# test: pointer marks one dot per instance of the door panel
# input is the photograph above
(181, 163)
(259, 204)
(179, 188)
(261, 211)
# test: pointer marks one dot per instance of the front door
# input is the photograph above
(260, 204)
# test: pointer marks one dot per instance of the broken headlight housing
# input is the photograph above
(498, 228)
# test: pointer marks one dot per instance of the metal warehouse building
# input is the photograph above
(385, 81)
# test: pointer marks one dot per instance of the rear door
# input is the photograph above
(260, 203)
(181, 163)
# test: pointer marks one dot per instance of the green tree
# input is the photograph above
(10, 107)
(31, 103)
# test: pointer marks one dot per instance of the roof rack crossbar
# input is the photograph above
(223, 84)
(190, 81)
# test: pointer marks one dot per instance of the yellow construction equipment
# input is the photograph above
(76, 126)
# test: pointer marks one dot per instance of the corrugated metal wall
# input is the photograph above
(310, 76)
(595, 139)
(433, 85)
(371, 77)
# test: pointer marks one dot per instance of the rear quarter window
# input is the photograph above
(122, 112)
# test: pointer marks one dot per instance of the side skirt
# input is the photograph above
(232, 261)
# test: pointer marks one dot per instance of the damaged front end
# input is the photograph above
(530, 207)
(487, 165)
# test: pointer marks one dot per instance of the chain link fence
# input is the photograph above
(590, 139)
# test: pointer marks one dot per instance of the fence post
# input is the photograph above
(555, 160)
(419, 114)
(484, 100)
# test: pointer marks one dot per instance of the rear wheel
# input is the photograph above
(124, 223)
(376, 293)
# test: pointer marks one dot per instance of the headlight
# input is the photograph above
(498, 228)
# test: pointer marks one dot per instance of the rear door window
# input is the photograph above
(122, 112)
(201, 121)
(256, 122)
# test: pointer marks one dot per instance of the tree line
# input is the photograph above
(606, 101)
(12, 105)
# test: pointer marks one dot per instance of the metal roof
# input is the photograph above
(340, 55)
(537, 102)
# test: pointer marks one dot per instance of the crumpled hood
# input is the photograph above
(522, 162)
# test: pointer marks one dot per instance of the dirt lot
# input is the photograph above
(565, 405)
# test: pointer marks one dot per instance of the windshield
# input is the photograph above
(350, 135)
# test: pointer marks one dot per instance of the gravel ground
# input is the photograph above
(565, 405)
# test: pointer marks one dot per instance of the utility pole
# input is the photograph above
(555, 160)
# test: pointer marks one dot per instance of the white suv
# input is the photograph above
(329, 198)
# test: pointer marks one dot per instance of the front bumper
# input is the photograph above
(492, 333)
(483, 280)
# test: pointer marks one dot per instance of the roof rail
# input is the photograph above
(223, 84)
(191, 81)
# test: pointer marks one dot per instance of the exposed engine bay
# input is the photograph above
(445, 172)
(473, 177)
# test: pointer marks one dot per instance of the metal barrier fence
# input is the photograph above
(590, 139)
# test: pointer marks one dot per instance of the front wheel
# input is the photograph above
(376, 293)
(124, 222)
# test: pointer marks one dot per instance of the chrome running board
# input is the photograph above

Written instruction =>
Lay out every line of the records above as a Markdown table with a Row column holding the row number and a Line column holding the line itself. Leave out blank lines.

Solution for this task =>
| Row | Line |
|---|---|
| 1 | # test: pointer marks one dot per instance of the door panel |
| 2 | # input is the photograph above |
| 3 | (181, 163) |
| 4 | (259, 204) |
| 5 | (179, 188) |
| 6 | (261, 211) |
| 7 | # test: pointer marks one dot per instance of the front door |
| 8 | # input is the photograph above |
| 9 | (260, 204) |
| 10 | # test: pointer marks one dot per instance of the broken headlight housing |
| 11 | # input is the photograph above |
| 12 | (498, 228) |
| 13 | # test: pointer marks one dot per instance of the metal warehouse building |
| 14 | # input is the photograph above |
| 15 | (385, 81) |
| 16 | # test: pointer marks one dot per instance of the rear door |
| 17 | # input is the photograph above |
| 18 | (260, 203) |
| 19 | (181, 163) |
| 20 | # test: pointer marks one dot per instance of the green tree |
| 21 | # input is the photograph above |
| 22 | (10, 107) |
| 23 | (31, 103) |
| 24 | # test: pointer marks one dot per instance of the roof rack crossbar |
| 25 | # input is the photograph above |
| 26 | (223, 84) |
| 27 | (190, 81) |
| 28 | # test: pointer marks one dot per instance of the yellow construction equipment |
| 29 | # input is the photograph above |
| 30 | (76, 126) |
| 31 | # test: pointer marks one dot per instance of the corrugated metal wall |
| 32 | # input is the photograph above |
| 33 | (310, 76) |
| 34 | (595, 139) |
| 35 | (433, 85) |
| 36 | (371, 77) |
| 37 | # test: pointer marks one dot per instance of the rear quarter window |
| 38 | # input is the photograph above |
| 39 | (122, 112) |
| 40 | # test: pointer marks one dot per instance of the side skirt |
| 41 | # input is the photograph above |
| 42 | (232, 261) |
| 43 | # test: pointer marks one dot per instance of the damaged front end |
| 44 | # input is the photograph above |
| 45 | (530, 207) |
| 46 | (487, 165) |
| 47 | # test: pointer marks one dot per instance of the chain link fence |
| 48 | # input is the photograph above |
| 49 | (590, 139) |
| 50 | # test: pointer marks one dot per instance of the fence post |
| 51 | # input is the photograph above |
| 52 | (555, 160) |
| 53 | (419, 114) |
| 54 | (484, 100) |
| 55 | # test: pointer marks one dot per instance of the rear wheel |
| 56 | # input is the photograph above |
| 57 | (124, 223) |
| 58 | (376, 293) |
| 59 | # test: pointer marks one dot per instance of the headlight |
| 60 | # input is the photograph above |
| 61 | (498, 228) |
| 62 | # test: pointer marks one dot per instance of the rear door window |
| 63 | # input is the photograph above |
| 64 | (122, 112) |
| 65 | (201, 121) |
| 66 | (256, 122) |
| 67 | # test: pointer marks one dot per instance of the tree line |
| 68 | # input is the photograph above |
| 69 | (606, 101) |
| 70 | (12, 105) |
| 71 | # test: pointer marks one dot per instance of the metal roof |
| 72 | # input is the photograph above |
| 73 | (340, 55) |
| 74 | (537, 102) |
| 75 | # test: pointer marks one dot per instance of the crumpled hood |
| 76 | # input is the photograph above |
| 77 | (522, 162) |
| 78 | # test: pointer marks one dot per instance of the dirt lot |
| 79 | # input is the photograph above |
| 80 | (565, 405) |
| 81 | # test: pointer marks one dot per instance of the windshield |
| 82 | # input is the photograph above |
| 83 | (350, 135) |
| 84 | # test: pointer marks one dot per instance of the gravel ground |
| 85 | # input is the photograph above |
| 86 | (565, 405) |
| 87 | # test: pointer marks one dot per instance of the utility pole |
| 88 | # input is the photograph above |
| 89 | (555, 160) |
| 90 | # test: pointer marks one dot per instance of the white suv |
| 91 | # input is the photograph above |
| 92 | (329, 198) |
| 93 | # test: pointer marks one dot per instance of the front bumper |
| 94 | # input is the photograph above |
| 95 | (492, 333) |
| 96 | (483, 280) |
| 97 | # test: pointer marks one dot per instance of the roof rail |
| 98 | # input is the photograph above |
| 99 | (223, 84) |
| 100 | (191, 81) |
| 101 | # test: pointer marks one dot per instance of the exposed engine bay |
| 102 | # input is the photograph above |
| 103 | (445, 172) |
| 104 | (473, 177) |
| 105 | # test: pointer marks one dot per instance of the metal barrier fence |
| 106 | # input is the photograph above |
| 107 | (590, 139) |
| 108 | # test: pointer marks one dot per instance of the front wheel |
| 109 | # input is the photograph above |
| 110 | (376, 293) |
| 111 | (124, 222) |
| 112 | # test: pointer marks one dot per instance of the chrome running board |
| 113 | # input is the photograph above |